Material supplied.
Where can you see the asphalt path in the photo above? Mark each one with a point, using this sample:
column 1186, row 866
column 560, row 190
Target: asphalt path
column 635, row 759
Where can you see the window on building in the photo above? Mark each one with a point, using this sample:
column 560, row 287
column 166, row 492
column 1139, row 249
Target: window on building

Given instruction. Copy the data above again, substituting "Label" for each occurrence of "Target" and leaving everything else unchanged.

Exercise answer.
Where can you see the asphalt path in the photo above? Mark each one with a point, using this sample:
column 1186, row 866
column 560, row 190
Label: asphalt path
column 635, row 759
Where can you see the window on building in the photo above? Mark each one with a point, using this sample:
column 560, row 287
column 166, row 492
column 1139, row 249
Label: window on building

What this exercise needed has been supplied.